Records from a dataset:
_ _ _ _
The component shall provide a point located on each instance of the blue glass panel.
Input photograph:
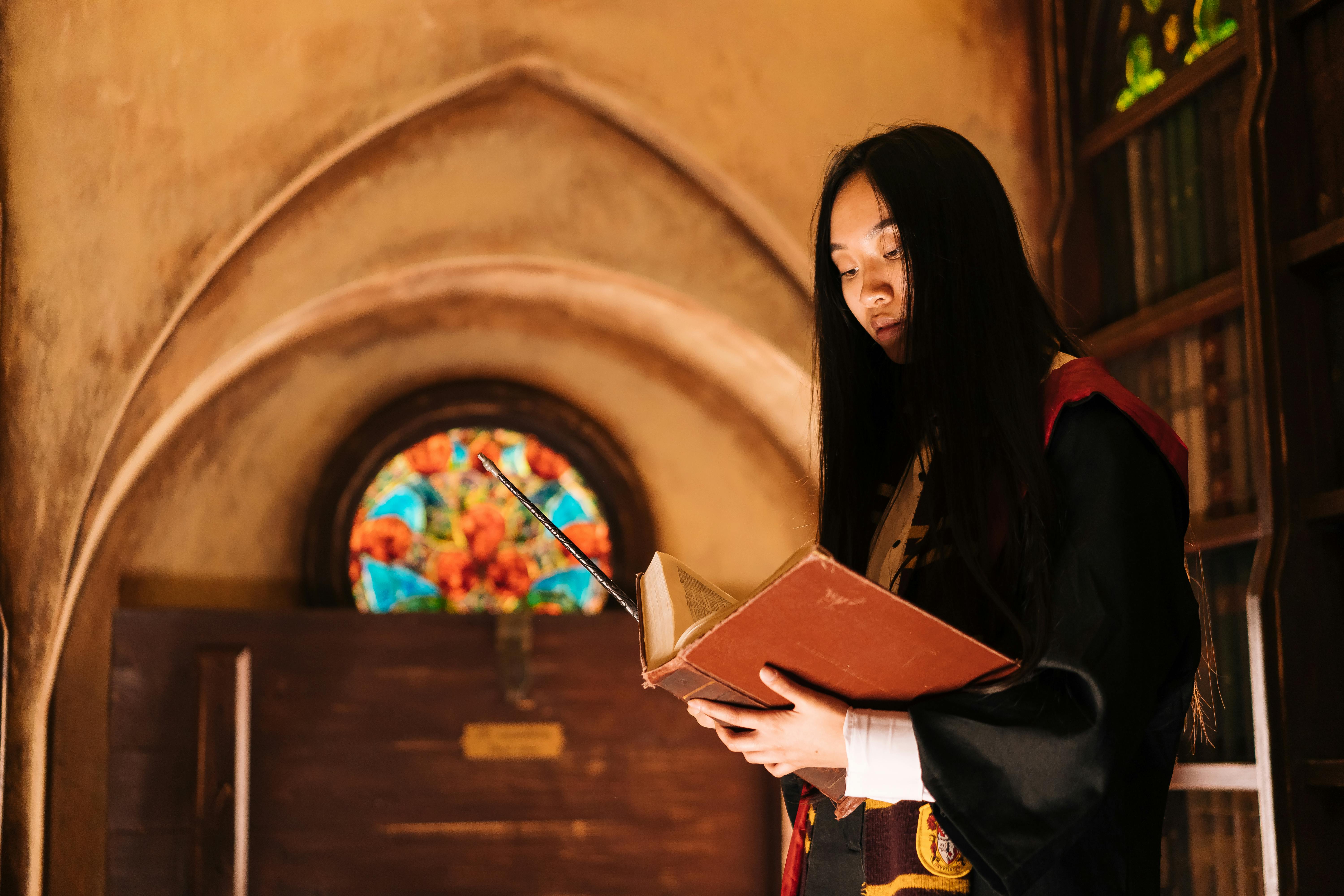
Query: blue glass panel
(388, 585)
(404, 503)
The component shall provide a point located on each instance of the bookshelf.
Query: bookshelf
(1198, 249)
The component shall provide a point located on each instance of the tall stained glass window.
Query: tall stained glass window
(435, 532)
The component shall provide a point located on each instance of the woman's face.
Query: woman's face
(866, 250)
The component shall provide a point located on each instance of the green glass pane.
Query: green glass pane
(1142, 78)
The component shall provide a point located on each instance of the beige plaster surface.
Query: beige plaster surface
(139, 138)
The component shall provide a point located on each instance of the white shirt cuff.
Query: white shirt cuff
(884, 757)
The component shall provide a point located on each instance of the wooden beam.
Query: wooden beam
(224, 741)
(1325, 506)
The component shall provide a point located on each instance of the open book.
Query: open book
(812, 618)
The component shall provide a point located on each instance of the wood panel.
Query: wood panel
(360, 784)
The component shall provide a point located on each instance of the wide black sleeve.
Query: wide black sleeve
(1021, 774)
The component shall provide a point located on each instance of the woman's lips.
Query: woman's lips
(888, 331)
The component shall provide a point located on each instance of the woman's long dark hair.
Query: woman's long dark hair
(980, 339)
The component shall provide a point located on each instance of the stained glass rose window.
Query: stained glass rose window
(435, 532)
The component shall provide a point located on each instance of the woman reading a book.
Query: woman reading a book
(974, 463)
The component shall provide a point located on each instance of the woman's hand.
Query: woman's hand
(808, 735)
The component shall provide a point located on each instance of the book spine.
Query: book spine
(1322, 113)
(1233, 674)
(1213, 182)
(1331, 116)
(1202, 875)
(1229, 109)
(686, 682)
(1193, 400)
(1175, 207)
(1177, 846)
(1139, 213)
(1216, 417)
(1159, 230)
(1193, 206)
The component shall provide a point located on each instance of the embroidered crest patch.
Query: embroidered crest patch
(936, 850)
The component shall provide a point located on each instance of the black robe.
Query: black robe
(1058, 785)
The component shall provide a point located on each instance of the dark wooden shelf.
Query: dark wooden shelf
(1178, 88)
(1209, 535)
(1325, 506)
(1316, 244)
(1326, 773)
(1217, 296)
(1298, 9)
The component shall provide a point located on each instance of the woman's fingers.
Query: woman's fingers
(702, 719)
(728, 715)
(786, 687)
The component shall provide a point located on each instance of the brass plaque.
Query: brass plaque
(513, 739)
_ _ _ _
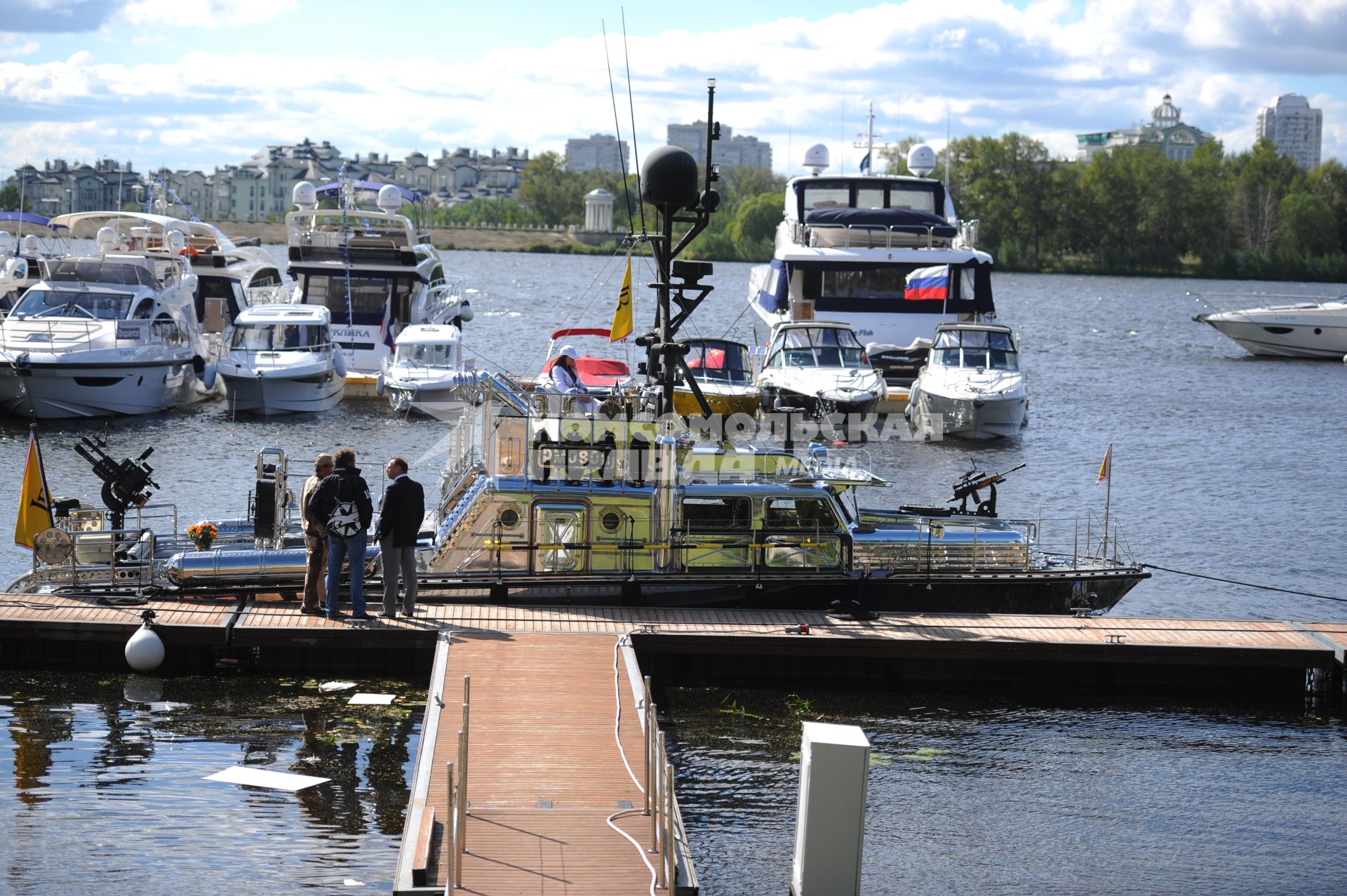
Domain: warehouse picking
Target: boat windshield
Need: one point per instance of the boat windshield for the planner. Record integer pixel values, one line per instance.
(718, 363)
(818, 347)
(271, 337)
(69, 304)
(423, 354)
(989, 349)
_ _ _ _
WORK REQUIRED
Copy out the lines of the material word for word, beginning with the line that contains "the woman's face." and continuing through the line that contains "(1058, 785)".

FULL RESPONSE
The component shall provide a point located on each instance of the woman's face.
Query: woman's face
(866, 250)
The component shall provide a point located on each instance of the green glass pane.
Query: green glass pane
(1142, 78)
The component shall provide a point located on each instance of the beige plaster surface.
Query: beige plaster surface
(139, 138)
The component shall provide a point located on each instance of the white shirt cuff.
Query: white shirt cuff
(884, 757)
The component shall provide a point located on each instance of the wooden beam.
Query: wooden beam
(224, 741)
(1325, 506)
The component shall provide a point located on each instance of the open book.
Query: open book
(812, 618)
The component shall provide a point located on each instance of the wood panel.
Query: wood panel
(360, 784)
The component shall provide a point located on each instance of the wide black sleeve.
Query: wide black sleeve
(1021, 774)
The component shall provide a point located on each instance of the woman's lips.
Query: woman's lips
(888, 331)
The component shall provide a point located on each instance of the woman's long dark hair.
Query: woman's long dark hair
(980, 339)
The component shall provide a point located on each instance of the stained glass rose window.
Query: stained glass rose window
(435, 532)
The component shall provide a point located on each instance of the woman reading a book.
Query: woman reading a book
(974, 463)
The component shall provide a point located on each instance of the woman's hand.
Query: woman's hand
(808, 735)
The component shall provide a point located on each instance of the book spine.
Query: book spine
(1322, 113)
(1233, 674)
(1213, 182)
(1331, 116)
(1202, 875)
(1229, 109)
(686, 682)
(1193, 400)
(1175, 207)
(1177, 846)
(1139, 213)
(1216, 417)
(1159, 230)
(1193, 206)
The component shall provide a point located on each instance of the embroidered crest patch.
Query: embroidered crest patch
(936, 850)
The component shall provide a point located on each instance of the black robe.
Query: black robe
(1058, 785)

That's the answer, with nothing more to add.